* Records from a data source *
____

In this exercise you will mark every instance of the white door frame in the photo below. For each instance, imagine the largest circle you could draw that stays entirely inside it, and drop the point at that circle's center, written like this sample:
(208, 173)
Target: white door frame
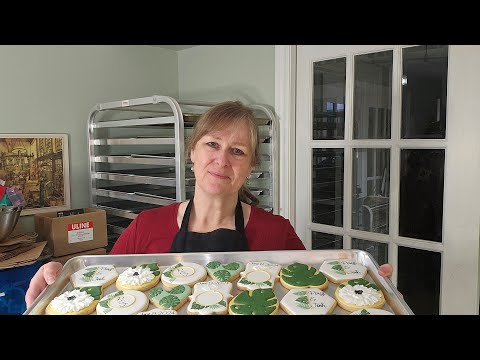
(460, 273)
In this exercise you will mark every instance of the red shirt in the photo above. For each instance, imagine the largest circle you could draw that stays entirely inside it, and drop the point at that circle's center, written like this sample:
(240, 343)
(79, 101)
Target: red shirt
(153, 231)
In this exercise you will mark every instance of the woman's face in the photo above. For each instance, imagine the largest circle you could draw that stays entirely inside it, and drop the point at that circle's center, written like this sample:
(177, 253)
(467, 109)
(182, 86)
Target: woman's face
(222, 160)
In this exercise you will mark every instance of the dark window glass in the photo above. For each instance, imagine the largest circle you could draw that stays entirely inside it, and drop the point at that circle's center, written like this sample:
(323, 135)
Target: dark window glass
(327, 186)
(378, 250)
(421, 193)
(424, 92)
(419, 279)
(329, 99)
(322, 241)
(372, 104)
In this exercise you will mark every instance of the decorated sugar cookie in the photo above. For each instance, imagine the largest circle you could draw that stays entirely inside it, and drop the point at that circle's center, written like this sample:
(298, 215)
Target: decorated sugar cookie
(123, 302)
(359, 294)
(307, 302)
(141, 278)
(259, 275)
(255, 302)
(338, 271)
(158, 312)
(297, 276)
(184, 273)
(210, 298)
(79, 301)
(96, 275)
(371, 311)
(224, 272)
(169, 298)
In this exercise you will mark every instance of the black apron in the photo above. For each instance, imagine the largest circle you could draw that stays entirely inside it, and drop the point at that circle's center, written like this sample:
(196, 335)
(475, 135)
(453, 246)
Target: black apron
(217, 240)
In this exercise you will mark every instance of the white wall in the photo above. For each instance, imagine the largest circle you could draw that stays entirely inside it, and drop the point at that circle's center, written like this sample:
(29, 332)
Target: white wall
(51, 89)
(227, 72)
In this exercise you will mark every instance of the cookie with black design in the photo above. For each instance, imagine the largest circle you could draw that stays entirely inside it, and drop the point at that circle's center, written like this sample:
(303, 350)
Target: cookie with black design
(141, 278)
(78, 301)
(359, 294)
(169, 299)
(254, 302)
(224, 272)
(340, 270)
(299, 276)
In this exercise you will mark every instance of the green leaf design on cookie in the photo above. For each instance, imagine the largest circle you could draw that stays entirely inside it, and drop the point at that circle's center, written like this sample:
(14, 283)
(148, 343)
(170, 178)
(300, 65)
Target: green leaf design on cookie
(258, 302)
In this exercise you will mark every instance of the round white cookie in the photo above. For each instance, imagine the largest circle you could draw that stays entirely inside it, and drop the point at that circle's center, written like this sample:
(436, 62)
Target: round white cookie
(259, 275)
(184, 273)
(123, 302)
(210, 298)
(338, 270)
(359, 294)
(141, 278)
(371, 311)
(158, 312)
(310, 301)
(95, 275)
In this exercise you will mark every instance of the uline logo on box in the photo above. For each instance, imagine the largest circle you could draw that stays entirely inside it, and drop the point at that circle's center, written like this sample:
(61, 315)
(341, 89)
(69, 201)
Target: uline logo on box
(78, 232)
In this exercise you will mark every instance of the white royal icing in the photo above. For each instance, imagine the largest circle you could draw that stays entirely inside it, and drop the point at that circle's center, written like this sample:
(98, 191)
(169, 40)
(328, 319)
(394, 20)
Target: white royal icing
(343, 270)
(259, 275)
(158, 312)
(307, 302)
(184, 273)
(97, 275)
(71, 301)
(136, 276)
(210, 297)
(123, 302)
(359, 295)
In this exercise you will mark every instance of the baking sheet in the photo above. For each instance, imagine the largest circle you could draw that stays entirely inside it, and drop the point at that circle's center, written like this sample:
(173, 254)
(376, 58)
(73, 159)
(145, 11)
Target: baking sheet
(394, 300)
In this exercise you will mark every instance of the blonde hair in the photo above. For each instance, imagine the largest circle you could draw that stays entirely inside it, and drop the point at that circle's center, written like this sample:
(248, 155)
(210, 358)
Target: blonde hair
(219, 117)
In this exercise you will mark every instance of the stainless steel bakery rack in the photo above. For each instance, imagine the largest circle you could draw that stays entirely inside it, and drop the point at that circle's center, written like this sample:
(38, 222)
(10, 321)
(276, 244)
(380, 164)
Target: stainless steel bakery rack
(137, 157)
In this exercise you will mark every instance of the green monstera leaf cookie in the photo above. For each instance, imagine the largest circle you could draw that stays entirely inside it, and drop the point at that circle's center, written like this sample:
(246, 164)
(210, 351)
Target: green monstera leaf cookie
(256, 302)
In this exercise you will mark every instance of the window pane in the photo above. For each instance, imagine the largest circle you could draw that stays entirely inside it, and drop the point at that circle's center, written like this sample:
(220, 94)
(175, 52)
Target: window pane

____

* What is being asked *
Turn the rows above into a JSON list of strings, one string per line, leaving out blank lines and the pictures.

* Answer to this task *
[
  "In this exercise you will mark every instance of the white door frame in the photo below. For each instance, imagine the largest circle you could draw that stays entirely inside it, and drop the point at that circle's center, written like this sample:",
  "(208, 173)",
  "Target: white door frame",
  "(460, 273)",
  "In this exercise you will mark every instance of the red shirt in the photo above. For each instance, imagine the largest circle you could draw that stays entirely inside it, and drop the point at that circle's center, written like this sample:",
  "(240, 343)",
  "(79, 101)",
  "Target: red shirt",
  "(153, 231)",
  "In this exercise you will mark every instance of the woman's face in the photo above. For each instance, imagine the largest circle you could draw that stays entirely inside it, and drop the point at that circle's center, written like this sample:",
  "(177, 253)",
  "(467, 109)",
  "(182, 86)",
  "Target: woman's face",
  "(222, 160)",
  "In this exercise you will mark every instance of the dark window glass in the photo above. For each instance, imagine the largest circle you could draw that stays entirely inside it, and drop the point at that circle's center, written like this sample:",
  "(323, 135)",
  "Target: dark window glass",
  "(327, 186)",
  "(378, 250)",
  "(421, 193)",
  "(424, 92)",
  "(419, 279)",
  "(329, 99)",
  "(322, 241)",
  "(372, 104)",
  "In this exercise you will mark every instance of the decorated sugar cookie in the photo above. For each instance, imagine the largest circle you could draw that stays entirely inside it, and drop the point at that circle's center, written like this sample:",
  "(298, 215)",
  "Target: decorated sugar cookie",
  "(123, 302)",
  "(359, 294)",
  "(307, 302)",
  "(141, 278)",
  "(259, 275)",
  "(255, 302)",
  "(338, 271)",
  "(158, 312)",
  "(297, 276)",
  "(184, 273)",
  "(210, 298)",
  "(79, 301)",
  "(96, 275)",
  "(371, 311)",
  "(224, 272)",
  "(169, 298)",
  "In this exercise you will mark every instance of the black apron in the photo above. For each instance, imagine the largest circle you could draw that stays entirely inside it, and drop the point at that circle's center, written like this sample:",
  "(196, 335)",
  "(475, 135)",
  "(453, 246)",
  "Target: black apron",
  "(217, 240)",
  "In this exercise you will mark every instance of the white wall in the photo above. For each instance, imagine the largest circle you could draw that stays entirely inside it, and drop the point at that circle's center, written like this sample:",
  "(29, 332)",
  "Target: white wall",
  "(51, 89)",
  "(227, 72)",
  "In this exercise you will mark every instance of the cookie with black design in the photo above. For each instance, imagine the largest circle you could draw that stays entirely inside it, and drop the point at that circle's center, written like this sample:",
  "(303, 350)",
  "Target: cookie with black design",
  "(141, 278)",
  "(78, 301)",
  "(359, 294)",
  "(169, 299)",
  "(254, 302)",
  "(224, 272)",
  "(340, 270)",
  "(299, 276)",
  "In this exercise you will mark every instance of the green leaf design on cookie in the photo above. For each instance, imagine the largest circle you could draw that stays entirely inside it, and drop the point at that circle's center, written like this sample:",
  "(14, 283)",
  "(148, 343)",
  "(170, 178)",
  "(300, 65)",
  "Target: green leaf design on cookie",
  "(258, 302)",
  "In this exercise you will mark every instance of the round white cookie in the photo above. For each instance, imagine the largest circle you could draw that stays entirely inside it, and drop the point at that circle's center, written like this sample:",
  "(436, 62)",
  "Target: round white cookie",
  "(259, 275)",
  "(184, 273)",
  "(123, 302)",
  "(210, 298)",
  "(338, 270)",
  "(359, 294)",
  "(141, 278)",
  "(371, 311)",
  "(158, 312)",
  "(310, 301)",
  "(95, 275)",
  "In this exercise you will mark every instance of the uline logo on box in the photo above. For each instance, imagine the largest circle you could draw that stays entirely inside it, and drop the point at that circle's center, written like this sample:",
  "(61, 315)",
  "(341, 89)",
  "(69, 201)",
  "Target: uline logo on box",
  "(78, 232)",
  "In this exercise you will mark every instance of the white royal icing in the photo above. For each instance, imagine the largest circle you could draw that stays entirely inside it, and drop the point at that circle's center, written like this sample:",
  "(98, 191)",
  "(169, 40)",
  "(328, 319)",
  "(394, 20)",
  "Target: white royal icing",
  "(343, 270)",
  "(259, 275)",
  "(158, 312)",
  "(307, 302)",
  "(184, 273)",
  "(97, 275)",
  "(71, 301)",
  "(136, 276)",
  "(210, 297)",
  "(123, 302)",
  "(359, 295)",
  "In this exercise you will mark every instance of the baking sheet in the photo above. For each instance, imagine the largest circle you could draw that stays entirely inside it, and drop the point at that circle's center, written like this sample:",
  "(173, 254)",
  "(376, 58)",
  "(73, 159)",
  "(145, 11)",
  "Target: baking sheet",
  "(394, 300)",
  "In this exercise you will mark every instance of the blonde hair in the photo above. For each instance, imagine the largest circle you could draw that stays entirely inside it, and drop the point at that circle's center, written like this sample:",
  "(248, 155)",
  "(210, 358)",
  "Target: blonde hair",
  "(219, 117)",
  "In this exercise you will mark every instance of the stainless steel bakery rack in the photo above. For each instance, imagine the largest circle you could draw that stays entirely inside it, and drop the point at that circle's center, written like this sample:",
  "(38, 222)",
  "(10, 321)",
  "(276, 244)",
  "(380, 164)",
  "Target: stainless steel bakery rack",
  "(137, 157)",
  "In this exercise you will mark every instance of the green monstera leaf cookie in the photo above. For each instance, imagine the largest circle you could draw that stays entirely inside it, and drop the point at that circle's center, written like this sample:",
  "(246, 164)",
  "(210, 351)",
  "Target: green monstera leaf cookie",
  "(256, 302)",
  "In this exercise you will mark every instance of the window pane in the photo above. For each instance, imagine the largest circle you could draw that stays entirely inside it, and drop the point at that circle's center, written like this sample:",
  "(220, 94)",
  "(175, 52)",
  "Target: window pane"
]